(TASK DATA Opens)

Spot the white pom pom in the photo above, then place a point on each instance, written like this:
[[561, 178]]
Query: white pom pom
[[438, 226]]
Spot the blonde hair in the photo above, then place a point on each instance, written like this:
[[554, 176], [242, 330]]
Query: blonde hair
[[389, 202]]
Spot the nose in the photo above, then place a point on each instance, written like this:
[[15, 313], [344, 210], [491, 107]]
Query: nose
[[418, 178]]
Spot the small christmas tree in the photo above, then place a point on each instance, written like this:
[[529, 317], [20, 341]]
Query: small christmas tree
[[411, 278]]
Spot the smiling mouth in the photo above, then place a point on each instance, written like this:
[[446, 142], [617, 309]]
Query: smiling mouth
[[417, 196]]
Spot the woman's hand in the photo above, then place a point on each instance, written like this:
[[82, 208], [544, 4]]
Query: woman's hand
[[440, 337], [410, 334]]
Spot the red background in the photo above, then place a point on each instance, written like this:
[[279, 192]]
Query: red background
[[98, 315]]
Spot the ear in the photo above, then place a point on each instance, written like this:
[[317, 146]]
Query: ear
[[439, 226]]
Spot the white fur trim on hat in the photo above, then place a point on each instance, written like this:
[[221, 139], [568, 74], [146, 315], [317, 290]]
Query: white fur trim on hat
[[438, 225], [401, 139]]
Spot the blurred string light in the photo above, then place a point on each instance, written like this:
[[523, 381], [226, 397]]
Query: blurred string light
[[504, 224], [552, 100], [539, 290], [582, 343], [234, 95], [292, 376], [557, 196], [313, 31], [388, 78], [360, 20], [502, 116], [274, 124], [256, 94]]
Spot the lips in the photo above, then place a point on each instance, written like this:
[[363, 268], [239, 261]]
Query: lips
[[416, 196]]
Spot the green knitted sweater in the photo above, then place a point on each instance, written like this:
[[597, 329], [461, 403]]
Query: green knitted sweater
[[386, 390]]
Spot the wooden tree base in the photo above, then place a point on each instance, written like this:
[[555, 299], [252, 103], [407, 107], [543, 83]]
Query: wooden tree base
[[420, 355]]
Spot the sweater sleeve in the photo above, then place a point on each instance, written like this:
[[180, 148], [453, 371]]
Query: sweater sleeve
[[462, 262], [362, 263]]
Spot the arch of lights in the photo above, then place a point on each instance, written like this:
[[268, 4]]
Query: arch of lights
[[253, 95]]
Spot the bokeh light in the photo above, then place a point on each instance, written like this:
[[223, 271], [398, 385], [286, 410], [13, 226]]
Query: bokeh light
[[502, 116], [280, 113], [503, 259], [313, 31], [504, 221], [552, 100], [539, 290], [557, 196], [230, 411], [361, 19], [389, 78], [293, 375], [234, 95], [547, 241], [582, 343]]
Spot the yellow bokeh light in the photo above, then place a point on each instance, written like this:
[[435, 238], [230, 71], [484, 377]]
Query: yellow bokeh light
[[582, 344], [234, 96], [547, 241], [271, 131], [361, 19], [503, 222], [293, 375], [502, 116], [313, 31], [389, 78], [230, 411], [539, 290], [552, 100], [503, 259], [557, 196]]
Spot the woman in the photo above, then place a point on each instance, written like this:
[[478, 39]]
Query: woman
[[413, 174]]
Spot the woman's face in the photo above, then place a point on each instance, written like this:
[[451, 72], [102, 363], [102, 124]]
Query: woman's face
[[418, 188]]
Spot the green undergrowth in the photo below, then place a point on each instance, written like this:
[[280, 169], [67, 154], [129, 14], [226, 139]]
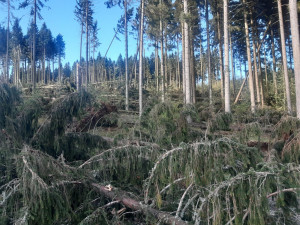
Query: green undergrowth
[[206, 176]]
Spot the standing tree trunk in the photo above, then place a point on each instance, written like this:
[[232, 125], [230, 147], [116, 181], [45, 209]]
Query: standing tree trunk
[[87, 41], [208, 53], [274, 63], [7, 41], [251, 87], [255, 62], [33, 68], [141, 60], [296, 50], [284, 59], [162, 70], [226, 67], [187, 78], [156, 66], [126, 58], [232, 63], [221, 54]]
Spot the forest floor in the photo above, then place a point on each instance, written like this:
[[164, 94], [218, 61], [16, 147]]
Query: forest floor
[[80, 158]]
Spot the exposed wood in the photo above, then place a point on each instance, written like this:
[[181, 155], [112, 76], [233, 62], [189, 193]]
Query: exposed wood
[[122, 197]]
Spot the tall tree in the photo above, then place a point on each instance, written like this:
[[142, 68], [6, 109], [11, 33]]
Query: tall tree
[[251, 87], [187, 77], [284, 60], [60, 51], [296, 49], [141, 58], [226, 65], [36, 6]]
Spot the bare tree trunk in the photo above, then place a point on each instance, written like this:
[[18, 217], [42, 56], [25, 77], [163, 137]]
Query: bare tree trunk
[[221, 54], [284, 59], [126, 59], [156, 66], [162, 72], [87, 42], [255, 63], [274, 63], [226, 67], [296, 50], [7, 41], [251, 87], [232, 63], [183, 63], [208, 53], [141, 60], [34, 46], [188, 99]]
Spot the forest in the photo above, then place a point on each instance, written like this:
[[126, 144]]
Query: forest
[[199, 125]]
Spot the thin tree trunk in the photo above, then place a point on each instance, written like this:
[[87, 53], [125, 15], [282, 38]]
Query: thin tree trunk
[[284, 59], [274, 63], [87, 41], [141, 60], [156, 66], [162, 72], [126, 58], [183, 63], [7, 41], [34, 46], [251, 87], [208, 53], [255, 63], [296, 50], [221, 54], [232, 63], [188, 99], [226, 66]]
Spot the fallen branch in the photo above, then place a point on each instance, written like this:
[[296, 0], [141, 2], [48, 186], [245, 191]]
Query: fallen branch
[[135, 205]]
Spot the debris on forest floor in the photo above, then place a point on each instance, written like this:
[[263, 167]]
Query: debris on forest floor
[[93, 119], [157, 169]]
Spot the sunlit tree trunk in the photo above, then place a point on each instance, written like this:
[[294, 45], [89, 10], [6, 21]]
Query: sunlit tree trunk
[[221, 54], [126, 58], [33, 68], [141, 60], [226, 66], [296, 50], [274, 63], [162, 70], [208, 53], [251, 87], [7, 41], [187, 78], [284, 59]]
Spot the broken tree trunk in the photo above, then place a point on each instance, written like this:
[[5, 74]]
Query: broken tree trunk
[[136, 205]]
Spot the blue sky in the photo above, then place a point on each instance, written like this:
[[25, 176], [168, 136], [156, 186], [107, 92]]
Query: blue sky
[[59, 17]]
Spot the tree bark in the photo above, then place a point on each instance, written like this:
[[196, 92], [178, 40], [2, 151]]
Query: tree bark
[[126, 59], [251, 87], [208, 53], [133, 204], [226, 67], [34, 46], [7, 41], [162, 70], [187, 78], [87, 41], [296, 50], [221, 54], [284, 59], [274, 63], [141, 60]]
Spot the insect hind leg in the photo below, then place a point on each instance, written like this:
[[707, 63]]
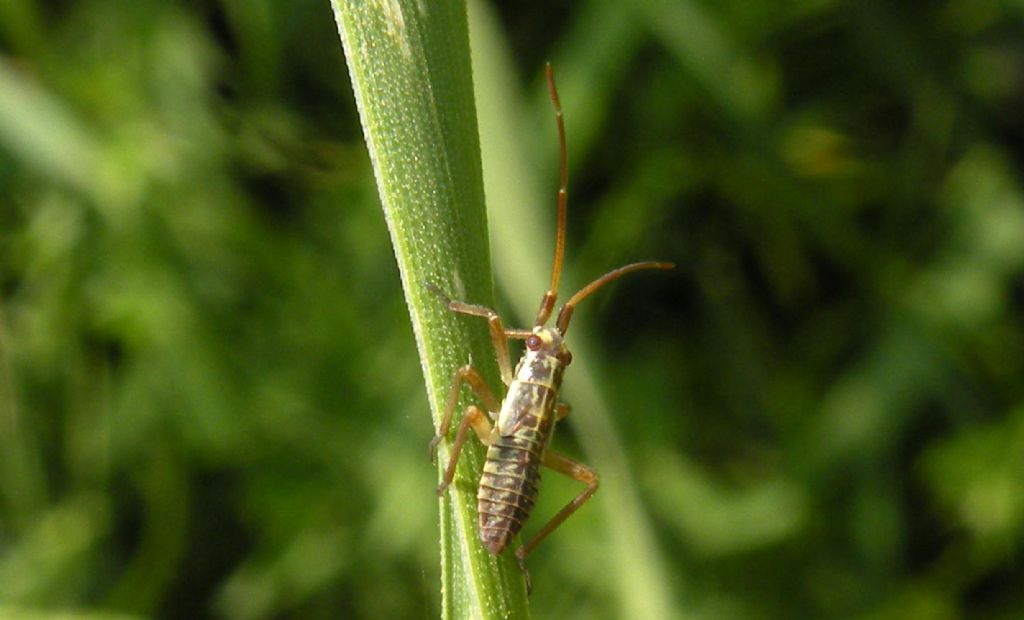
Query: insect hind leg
[[576, 470]]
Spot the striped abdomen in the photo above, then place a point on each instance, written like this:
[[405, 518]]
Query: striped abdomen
[[511, 473]]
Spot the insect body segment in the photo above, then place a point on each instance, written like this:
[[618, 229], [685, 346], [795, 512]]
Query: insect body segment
[[518, 429]]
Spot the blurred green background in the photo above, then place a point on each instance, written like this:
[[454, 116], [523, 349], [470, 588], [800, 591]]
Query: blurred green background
[[210, 400]]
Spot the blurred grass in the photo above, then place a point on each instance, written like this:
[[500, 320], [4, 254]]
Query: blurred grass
[[209, 398]]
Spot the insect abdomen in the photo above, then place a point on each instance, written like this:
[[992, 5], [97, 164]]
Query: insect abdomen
[[511, 473], [507, 492]]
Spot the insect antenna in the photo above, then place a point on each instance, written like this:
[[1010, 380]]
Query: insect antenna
[[565, 314], [548, 301]]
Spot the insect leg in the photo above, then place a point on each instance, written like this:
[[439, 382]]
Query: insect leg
[[499, 335], [576, 470], [469, 375], [481, 425]]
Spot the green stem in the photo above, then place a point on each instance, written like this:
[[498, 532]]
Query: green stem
[[411, 73]]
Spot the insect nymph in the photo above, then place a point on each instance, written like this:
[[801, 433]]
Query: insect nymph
[[517, 429]]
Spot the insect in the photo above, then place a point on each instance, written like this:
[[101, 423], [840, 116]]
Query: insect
[[517, 429]]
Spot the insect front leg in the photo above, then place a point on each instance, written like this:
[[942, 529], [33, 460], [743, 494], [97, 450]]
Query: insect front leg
[[573, 469], [499, 335], [481, 425], [474, 417]]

(TASK DATA Closes)

THE TASK: Select and copy every line of the material that holds the string "below".

RESPONSE AREA:
Spot the green undergrowth in the photo below, then place a point on each instance, written like this:
Spot the insect hind leg in the photo below, then place a point on each instance, written like this:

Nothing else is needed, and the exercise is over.